What you are asked to do:
Please render the listing below as a Markdown table with the columns Row and Line, numbering each line in order and omitting any blank lines.

Provided material:
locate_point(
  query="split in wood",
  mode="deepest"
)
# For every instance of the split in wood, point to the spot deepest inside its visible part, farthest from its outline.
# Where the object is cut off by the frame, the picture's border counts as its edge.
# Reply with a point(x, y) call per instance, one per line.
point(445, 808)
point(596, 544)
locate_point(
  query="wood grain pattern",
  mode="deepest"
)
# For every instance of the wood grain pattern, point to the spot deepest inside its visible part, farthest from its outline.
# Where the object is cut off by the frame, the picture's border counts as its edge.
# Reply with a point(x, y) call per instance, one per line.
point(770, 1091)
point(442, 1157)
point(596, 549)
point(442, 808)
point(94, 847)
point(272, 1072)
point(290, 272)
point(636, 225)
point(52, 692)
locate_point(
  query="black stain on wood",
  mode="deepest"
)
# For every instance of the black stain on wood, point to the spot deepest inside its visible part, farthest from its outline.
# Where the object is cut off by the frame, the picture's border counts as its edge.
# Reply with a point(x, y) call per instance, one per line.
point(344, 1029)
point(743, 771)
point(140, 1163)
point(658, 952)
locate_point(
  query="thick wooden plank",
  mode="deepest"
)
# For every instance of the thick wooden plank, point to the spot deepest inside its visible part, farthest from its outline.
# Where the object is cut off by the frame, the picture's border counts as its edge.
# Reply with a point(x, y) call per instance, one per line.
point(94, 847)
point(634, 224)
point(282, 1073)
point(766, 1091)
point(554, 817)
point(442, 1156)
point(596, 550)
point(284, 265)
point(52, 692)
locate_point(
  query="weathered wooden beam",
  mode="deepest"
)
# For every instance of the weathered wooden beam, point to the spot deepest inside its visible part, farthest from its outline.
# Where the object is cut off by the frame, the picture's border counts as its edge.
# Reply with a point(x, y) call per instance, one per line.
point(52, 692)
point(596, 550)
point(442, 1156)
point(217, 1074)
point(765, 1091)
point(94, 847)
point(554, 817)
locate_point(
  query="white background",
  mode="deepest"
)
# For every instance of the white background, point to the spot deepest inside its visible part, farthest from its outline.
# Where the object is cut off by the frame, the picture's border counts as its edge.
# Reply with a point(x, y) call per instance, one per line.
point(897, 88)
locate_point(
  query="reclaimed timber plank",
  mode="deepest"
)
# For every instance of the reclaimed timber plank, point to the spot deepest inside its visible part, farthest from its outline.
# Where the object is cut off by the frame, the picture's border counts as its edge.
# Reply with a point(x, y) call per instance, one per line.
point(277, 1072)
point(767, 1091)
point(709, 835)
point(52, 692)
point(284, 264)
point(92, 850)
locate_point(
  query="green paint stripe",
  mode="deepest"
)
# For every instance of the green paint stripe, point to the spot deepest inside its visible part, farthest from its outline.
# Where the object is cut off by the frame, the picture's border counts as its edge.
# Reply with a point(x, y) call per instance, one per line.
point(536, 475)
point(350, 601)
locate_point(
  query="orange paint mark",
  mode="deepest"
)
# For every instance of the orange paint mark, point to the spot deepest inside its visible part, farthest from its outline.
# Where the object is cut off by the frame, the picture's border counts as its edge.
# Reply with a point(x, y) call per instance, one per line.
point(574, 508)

Written response:
| Row | Line |
|---|---|
| 1 | locate_point( |
| 2 |   query="split in wood", |
| 3 |   mode="deepest" |
| 4 | ) |
| 5 | # For every instance of the split in wood, point to the spot deepest inside its visible part, farthest from its outline. |
| 6 | # Where the object is cut off by the frame, the picture's border counts as its edge. |
| 7 | # Reply with a point(x, y) call per instance, one per line. |
| 8 | point(445, 808) |
| 9 | point(596, 544) |
| 10 | locate_point( |
| 11 |   query="wood grain pattern", |
| 12 |   mode="deepest" |
| 13 | ) |
| 14 | # For every instance of the wood grain pattern, point to the spot deepest inside its visible part, farthest from its outline. |
| 15 | # Where the object is cut off by the frame, the picture's border counts as its edge. |
| 16 | # Reply with a point(x, y) call per instance, one per line. |
| 17 | point(770, 1091) |
| 18 | point(442, 1157) |
| 19 | point(596, 549) |
| 20 | point(442, 808) |
| 21 | point(94, 847) |
| 22 | point(272, 1072) |
| 23 | point(290, 272) |
| 24 | point(636, 225) |
| 25 | point(52, 692) |
| 26 | locate_point( |
| 27 |   query="black stain on wood", |
| 28 |   mode="deepest" |
| 29 | ) |
| 30 | # For every instance of the black stain on wood, point to the spot deepest inside its visible part, farthest from its outline. |
| 31 | # Where the object is cut off by the frame, the picture's border counts as its edge. |
| 32 | # Reply with a point(x, y) call per instance, one per line. |
| 33 | point(344, 1029) |
| 34 | point(743, 771) |
| 35 | point(140, 1163) |
| 36 | point(658, 952) |
| 37 | locate_point( |
| 38 |   query="thick wooden plank", |
| 39 |   mode="deepest" |
| 40 | ) |
| 41 | # For every instance of the thick wooden plank, point to the spot deepest inside its visible part, farthest from its outline. |
| 42 | # Where the object is cut off by the frame, the picture's border counts as its edge. |
| 43 | # Reply with a point(x, y) call per instance, one per line. |
| 44 | point(94, 847) |
| 45 | point(634, 224) |
| 46 | point(282, 1073) |
| 47 | point(766, 1091) |
| 48 | point(554, 817) |
| 49 | point(442, 1156) |
| 50 | point(596, 550) |
| 51 | point(284, 265) |
| 52 | point(52, 692) |
| 53 | locate_point( |
| 54 |   query="weathered wooden beam", |
| 55 |   mode="deepest" |
| 56 | ) |
| 57 | # For every instance of the weathered wooden beam, point to the spot deepest inside its visible part, farthest from its outline. |
| 58 | # Where the object is cut off by the frame, the picture's border counts as its edge. |
| 59 | # Reply with a point(x, y) call per instance, one per line. |
| 60 | point(52, 692) |
| 61 | point(596, 550) |
| 62 | point(442, 1156) |
| 63 | point(217, 1074) |
| 64 | point(765, 1091) |
| 65 | point(94, 847) |
| 66 | point(554, 817) |
| 67 | locate_point( |
| 68 |   query="white background", |
| 69 |   mode="deepest" |
| 70 | ) |
| 71 | # For every instance of the white background, point to the spot deepest inside its visible part, farthest from its outline. |
| 72 | # Where the object is cut off by the frame, the picture's border counts as its edge. |
| 73 | # Reply with a point(x, y) call per instance, one per line. |
| 74 | point(897, 88) |
| 75 | locate_point( |
| 76 |   query="reclaimed timber plank", |
| 77 |   mode="deepest" |
| 78 | ) |
| 79 | # For every instance of the reclaimed timber plank, point to the spot deepest inside its visible part, farthest from its outline. |
| 80 | # Where the object is cut off by the frame, the picture's border counts as its edge. |
| 81 | # Reply with a point(x, y) call per instance, one per line. |
| 82 | point(277, 1072) |
| 83 | point(767, 1091) |
| 84 | point(709, 835) |
| 85 | point(52, 692) |
| 86 | point(284, 264) |
| 87 | point(92, 850) |
| 88 | locate_point( |
| 89 |   query="green paint stripe", |
| 90 |   mode="deepest" |
| 91 | ) |
| 92 | # For every instance of the green paint stripe, point to the spot deepest inside its visible part, farthest from its outline. |
| 93 | # Where the object is cut off by the frame, the picture's border counts as its edge. |
| 94 | # Reply with a point(x, y) call per instance, one per line. |
| 95 | point(536, 475) |
| 96 | point(350, 601) |
| 97 | locate_point( |
| 98 |   query="orange paint mark", |
| 99 |   mode="deepest" |
| 100 | ) |
| 101 | # For every instance of the orange paint mark, point to the spot deepest inside its visible part, farthest from its outline. |
| 102 | # Where the object is cut off by the frame, the picture's border counts as its edge. |
| 103 | # Reply with a point(x, y) call per instance, one per line. |
| 104 | point(574, 508) |